■ Aim of the exercise
Repeat the entries below word for word, though any picture in them should be dropped.

--- Supplied entries Enclosed Below ---

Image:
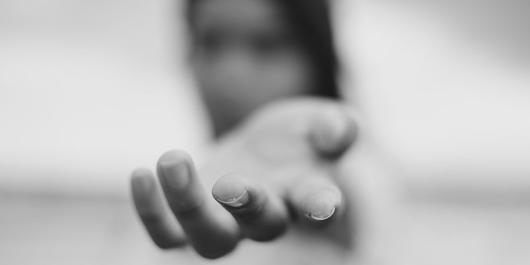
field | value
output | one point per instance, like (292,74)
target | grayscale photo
(237,132)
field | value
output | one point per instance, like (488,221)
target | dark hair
(311,22)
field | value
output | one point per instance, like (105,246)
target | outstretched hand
(275,171)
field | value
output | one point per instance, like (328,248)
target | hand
(277,169)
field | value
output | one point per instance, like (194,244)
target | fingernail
(322,205)
(231,191)
(235,201)
(176,175)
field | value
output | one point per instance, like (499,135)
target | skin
(275,170)
(244,55)
(260,185)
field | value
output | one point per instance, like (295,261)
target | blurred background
(90,90)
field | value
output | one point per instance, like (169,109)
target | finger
(156,217)
(261,216)
(315,200)
(331,132)
(210,230)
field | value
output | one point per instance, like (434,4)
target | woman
(246,54)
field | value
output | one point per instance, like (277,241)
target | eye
(208,43)
(265,46)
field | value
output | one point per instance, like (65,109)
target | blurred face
(245,54)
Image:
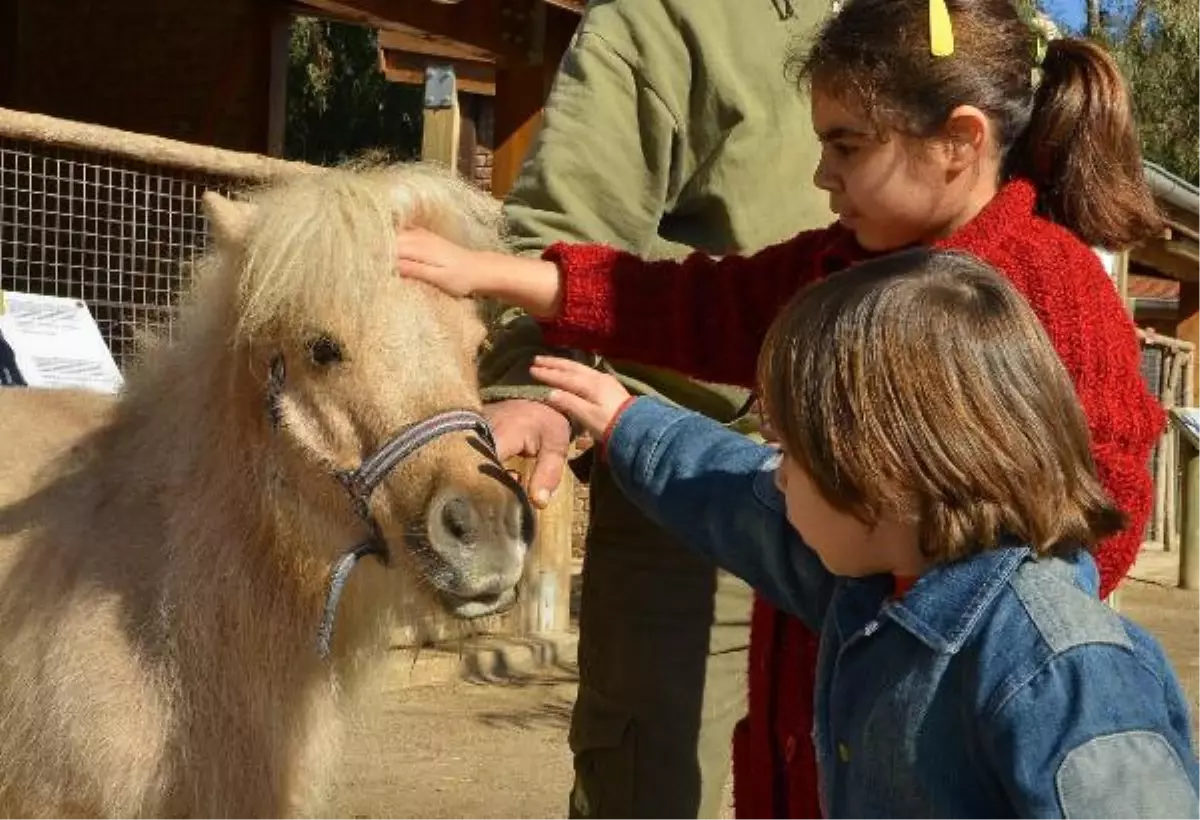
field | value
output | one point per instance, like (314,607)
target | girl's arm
(702,316)
(714,490)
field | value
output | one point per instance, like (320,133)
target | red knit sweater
(707,318)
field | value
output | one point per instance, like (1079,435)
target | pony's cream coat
(165,556)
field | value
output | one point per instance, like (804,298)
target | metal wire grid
(115,233)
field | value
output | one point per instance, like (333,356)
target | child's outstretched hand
(460,271)
(431,258)
(591,397)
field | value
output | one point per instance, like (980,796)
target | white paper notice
(57,342)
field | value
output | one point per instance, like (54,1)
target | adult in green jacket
(671,126)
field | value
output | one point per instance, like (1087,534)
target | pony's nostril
(460,520)
(514,520)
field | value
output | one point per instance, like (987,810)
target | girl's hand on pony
(593,399)
(528,283)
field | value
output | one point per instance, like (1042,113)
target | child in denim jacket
(930,510)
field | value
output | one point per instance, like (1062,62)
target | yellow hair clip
(941,34)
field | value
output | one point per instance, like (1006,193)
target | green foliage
(340,105)
(1157,43)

--- End of Enclosed Supplied entries ---

■ Solution to this task
Image:
field | value
output | one point per instance, like (292,74)
target | grayscale photo
(237,132)
field | value
output | one point per instance, like (488,221)
target | dark hair
(311,22)
field | value
output | one point per instance, like (105,246)
target | outstretched hand
(275,171)
field | value
output | one point per instance, like (328,248)
target | hand
(277,169)
field | value
output | one point per instance, like (194,244)
target | fingernail
(322,205)
(231,191)
(235,201)
(176,175)
field | value
output | one point per instance, like (499,135)
target | skin
(275,170)
(244,55)
(260,185)
field | value
output | one point per instance, like (295,261)
target | blurred background
(90,90)
field | value
output | one point per instance, like (169,109)
target | finger
(156,217)
(261,216)
(315,200)
(331,132)
(210,230)
field | value
output | one point per instance, like (434,4)
target | woman
(246,54)
field | value
output | one point per instance, like (277,241)
target | eye
(208,43)
(265,46)
field | value
output | one point per instance, like (65,109)
target | blurred face
(245,54)
Image:
field | value
output | one point per instance, like (314,607)
target | girl's arm
(702,316)
(714,490)
field | value
output | one point per instance, like (320,133)
target | red knit sweater
(707,318)
field | value
output | one point per instance, like (1079,435)
target | pony's cream coat
(165,556)
field | value
output | one point per instance, like (804,298)
target | metal wire grid
(115,233)
field | value
output | one point per instance, like (333,356)
target | child's outstretched hand
(460,271)
(431,258)
(591,397)
field | value
output | one point per instance, like (980,796)
target | white paper notice
(57,342)
field | value
output | one point per instance, like (54,1)
target | adult in green jacket
(671,126)
field | value
output | one point per instance, like (1087,534)
target | pony's nostril
(460,520)
(514,520)
field | value
output | one point per instance, like (987,810)
target | girl's hand on pony
(593,399)
(528,283)
field | value
output | one point per instance, like (1042,113)
target | child in denim jacket
(930,510)
field | value
output | one point per instance, like (1062,62)
target | yellow hair clip
(941,34)
field | value
output | one point per instance, like (1006,193)
target | green foliage
(340,105)
(1157,43)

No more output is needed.